Dateneinträge
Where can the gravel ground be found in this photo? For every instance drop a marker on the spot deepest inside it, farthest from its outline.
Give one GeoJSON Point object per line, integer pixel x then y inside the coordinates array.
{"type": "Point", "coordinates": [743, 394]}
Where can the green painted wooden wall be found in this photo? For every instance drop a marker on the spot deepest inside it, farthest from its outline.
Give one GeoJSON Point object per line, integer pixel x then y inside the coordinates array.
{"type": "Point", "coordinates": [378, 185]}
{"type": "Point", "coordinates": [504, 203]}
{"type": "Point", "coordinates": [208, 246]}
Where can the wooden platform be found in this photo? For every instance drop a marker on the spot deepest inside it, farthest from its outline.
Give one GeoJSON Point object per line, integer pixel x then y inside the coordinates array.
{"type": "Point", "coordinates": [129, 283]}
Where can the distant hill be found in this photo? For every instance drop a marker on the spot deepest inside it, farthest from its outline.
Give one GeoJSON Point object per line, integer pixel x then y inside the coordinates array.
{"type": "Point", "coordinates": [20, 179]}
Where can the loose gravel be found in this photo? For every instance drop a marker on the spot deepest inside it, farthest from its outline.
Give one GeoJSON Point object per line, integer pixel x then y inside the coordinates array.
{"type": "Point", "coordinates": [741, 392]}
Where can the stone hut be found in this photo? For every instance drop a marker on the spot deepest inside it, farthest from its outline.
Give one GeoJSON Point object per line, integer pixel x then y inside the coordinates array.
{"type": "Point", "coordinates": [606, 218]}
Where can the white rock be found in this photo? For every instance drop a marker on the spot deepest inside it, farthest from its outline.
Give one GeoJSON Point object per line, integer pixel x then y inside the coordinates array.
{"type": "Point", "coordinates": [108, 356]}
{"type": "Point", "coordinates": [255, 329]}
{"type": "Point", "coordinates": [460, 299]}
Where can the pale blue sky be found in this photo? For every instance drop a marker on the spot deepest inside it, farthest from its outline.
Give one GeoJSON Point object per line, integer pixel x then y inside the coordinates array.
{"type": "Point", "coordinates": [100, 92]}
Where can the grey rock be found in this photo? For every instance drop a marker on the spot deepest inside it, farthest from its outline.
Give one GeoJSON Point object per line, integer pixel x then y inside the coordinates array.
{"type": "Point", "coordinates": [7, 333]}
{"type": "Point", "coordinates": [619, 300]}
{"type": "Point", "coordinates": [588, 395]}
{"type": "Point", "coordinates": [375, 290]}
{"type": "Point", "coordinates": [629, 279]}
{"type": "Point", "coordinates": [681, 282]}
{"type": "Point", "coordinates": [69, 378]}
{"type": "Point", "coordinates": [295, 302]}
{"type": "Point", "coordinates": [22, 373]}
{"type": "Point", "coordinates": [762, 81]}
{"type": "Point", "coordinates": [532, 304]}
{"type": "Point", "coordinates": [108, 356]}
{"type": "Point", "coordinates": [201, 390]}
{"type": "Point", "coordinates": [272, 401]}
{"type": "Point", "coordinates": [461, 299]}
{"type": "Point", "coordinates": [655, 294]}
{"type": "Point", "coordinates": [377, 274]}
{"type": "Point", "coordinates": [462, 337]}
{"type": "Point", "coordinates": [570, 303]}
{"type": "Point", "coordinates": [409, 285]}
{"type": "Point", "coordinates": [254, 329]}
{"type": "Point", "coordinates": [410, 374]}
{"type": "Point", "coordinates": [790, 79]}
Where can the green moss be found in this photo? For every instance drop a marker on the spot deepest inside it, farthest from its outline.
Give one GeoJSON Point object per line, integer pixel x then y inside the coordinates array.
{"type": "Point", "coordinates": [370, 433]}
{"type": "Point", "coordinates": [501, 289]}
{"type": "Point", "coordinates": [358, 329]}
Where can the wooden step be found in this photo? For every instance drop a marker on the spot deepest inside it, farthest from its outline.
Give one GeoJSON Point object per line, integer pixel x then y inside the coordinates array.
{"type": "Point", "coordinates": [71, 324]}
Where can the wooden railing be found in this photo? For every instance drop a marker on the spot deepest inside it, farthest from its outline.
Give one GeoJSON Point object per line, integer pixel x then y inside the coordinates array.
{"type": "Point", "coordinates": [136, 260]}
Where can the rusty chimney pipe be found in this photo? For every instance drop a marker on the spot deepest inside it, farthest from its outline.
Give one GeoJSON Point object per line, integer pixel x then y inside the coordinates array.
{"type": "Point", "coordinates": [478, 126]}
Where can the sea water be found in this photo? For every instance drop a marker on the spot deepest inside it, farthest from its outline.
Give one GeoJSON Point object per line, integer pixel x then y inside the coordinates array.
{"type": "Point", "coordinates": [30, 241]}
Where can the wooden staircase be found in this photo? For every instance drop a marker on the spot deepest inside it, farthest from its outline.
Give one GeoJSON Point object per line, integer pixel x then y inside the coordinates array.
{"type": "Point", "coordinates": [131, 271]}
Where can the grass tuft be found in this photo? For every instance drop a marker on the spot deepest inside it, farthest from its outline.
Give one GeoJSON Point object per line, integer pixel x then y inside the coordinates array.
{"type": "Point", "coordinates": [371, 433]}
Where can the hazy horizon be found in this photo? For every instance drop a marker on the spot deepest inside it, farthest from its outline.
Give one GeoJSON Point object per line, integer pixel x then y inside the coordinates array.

» ARBEITSAUFTRAG
Tausche im gesamten Material "drop a marker" gegen "set a pin" aus und gib alle Zeilen sonst unverändert wieder.

» SCHRIFTLICHE ANTWORT
Where can the gravel ground be found in this photo? For every instance set a pin on the spot deepest inside it, farthest from its outline.
Give one GeoJSON Point object per line, integer pixel x then y inside the coordinates array.
{"type": "Point", "coordinates": [743, 394]}
Where can the green painted wooden wall be found in this photo? For every instance set a pin on the spot deepest inside it, farthest from its outline.
Give one GeoJSON Point object per line, integer pixel x then y inside the coordinates array.
{"type": "Point", "coordinates": [378, 185]}
{"type": "Point", "coordinates": [504, 203]}
{"type": "Point", "coordinates": [208, 246]}
Where can the wooden platform be found in this photo? For every instance set a pin on the spot deepest inside it, farthest from its outline.
Give one GeoJSON Point object per line, integer pixel x then y inside the coordinates array.
{"type": "Point", "coordinates": [129, 283]}
Where can the distant hill be found in this photo? For every instance set a pin on the spot deepest inside it, farthest from its outline.
Give one GeoJSON Point object per line, integer pixel x then y inside the coordinates array.
{"type": "Point", "coordinates": [20, 179]}
Where can the loose gravel be found in this photo? For every instance set a pin on the spot deepest inside it, farthest from its outline.
Give one GeoJSON Point object per line, integer pixel x then y inside the coordinates array.
{"type": "Point", "coordinates": [741, 392]}
Where can the stone hut be found in this photo? For every instance set a pin on the spot deepest inside it, farthest from its outline.
Give one GeoJSON Point object per line, integer pixel x then y inside the coordinates array.
{"type": "Point", "coordinates": [606, 218]}
Where can the white rock be found in this photo? For every instance set a pin on the spot deepest inside it, farthest from its outline.
Give one GeoJSON Point object per line, integer pixel x then y inside the coordinates array.
{"type": "Point", "coordinates": [108, 356]}
{"type": "Point", "coordinates": [255, 329]}
{"type": "Point", "coordinates": [460, 299]}
Where can the pale blue sky be found in this photo? For every instance set a pin on the spot deepest inside it, farthest from its outline.
Give one GeoJSON Point object per line, integer pixel x then y inside the coordinates array.
{"type": "Point", "coordinates": [100, 92]}
Where can the grey rock be found in this photo? For every instance set a pin on the spot deepest inside it, farthest from its outline.
Give one GeoJSON Point object per line, integer pixel x then y inside the coordinates array.
{"type": "Point", "coordinates": [7, 333]}
{"type": "Point", "coordinates": [619, 300]}
{"type": "Point", "coordinates": [588, 395]}
{"type": "Point", "coordinates": [375, 290]}
{"type": "Point", "coordinates": [629, 279]}
{"type": "Point", "coordinates": [681, 282]}
{"type": "Point", "coordinates": [69, 378]}
{"type": "Point", "coordinates": [295, 302]}
{"type": "Point", "coordinates": [22, 373]}
{"type": "Point", "coordinates": [762, 81]}
{"type": "Point", "coordinates": [532, 304]}
{"type": "Point", "coordinates": [108, 356]}
{"type": "Point", "coordinates": [201, 390]}
{"type": "Point", "coordinates": [272, 401]}
{"type": "Point", "coordinates": [461, 299]}
{"type": "Point", "coordinates": [655, 294]}
{"type": "Point", "coordinates": [377, 274]}
{"type": "Point", "coordinates": [462, 337]}
{"type": "Point", "coordinates": [570, 303]}
{"type": "Point", "coordinates": [409, 285]}
{"type": "Point", "coordinates": [254, 329]}
{"type": "Point", "coordinates": [410, 374]}
{"type": "Point", "coordinates": [790, 79]}
Where can the green moss be found in this photo? For every instance set a pin on the spot deepest inside it, farthest from its outline.
Give one GeoJSON Point object per line, integer pixel x then y inside the coordinates array.
{"type": "Point", "coordinates": [370, 433]}
{"type": "Point", "coordinates": [501, 289]}
{"type": "Point", "coordinates": [358, 329]}
Where can the wooden step be found in this photo? For every instance set a pin on the spot deepest inside it, farthest from its outline.
Give one GeoJSON Point object per line, integer pixel x then y inside the coordinates array.
{"type": "Point", "coordinates": [71, 324]}
Where can the wooden railing be found in this photo? For every instance set a pin on the spot deepest inside it, farthest from its outline.
Give one GeoJSON Point object per line, integer pixel x then y inside the coordinates array.
{"type": "Point", "coordinates": [136, 260]}
Where can the rusty chimney pipe be found in this photo? For every instance set a pin on the spot deepest inside it, farthest from its outline.
Give one GeoJSON Point object per line, integer pixel x then y inside the coordinates array.
{"type": "Point", "coordinates": [478, 126]}
Where can the sea water be found in this photo? For every instance set a pin on the spot deepest inside it, farthest from its outline.
Give one GeoJSON Point object per line, integer pixel x then y inside the coordinates array.
{"type": "Point", "coordinates": [30, 241]}
Where can the wooden staircase be found in this photo? For every instance set a pin on the spot deepest inside it, farthest from its outline.
Give one GeoJSON Point object per line, integer pixel x then y inside the coordinates array.
{"type": "Point", "coordinates": [131, 271]}
Where can the grass tuft be found in this photo? For every instance set a pin on the spot deepest inside it, farthest from its outline.
Give one GeoJSON Point object per line, integer pixel x then y inside the coordinates array.
{"type": "Point", "coordinates": [371, 433]}
Where can the hazy horizon be found in this photo? For every instance set a pin on the spot deepest inside it, farthest from its outline.
Give one GeoJSON Point object per line, integer pixel x then y inside the coordinates array.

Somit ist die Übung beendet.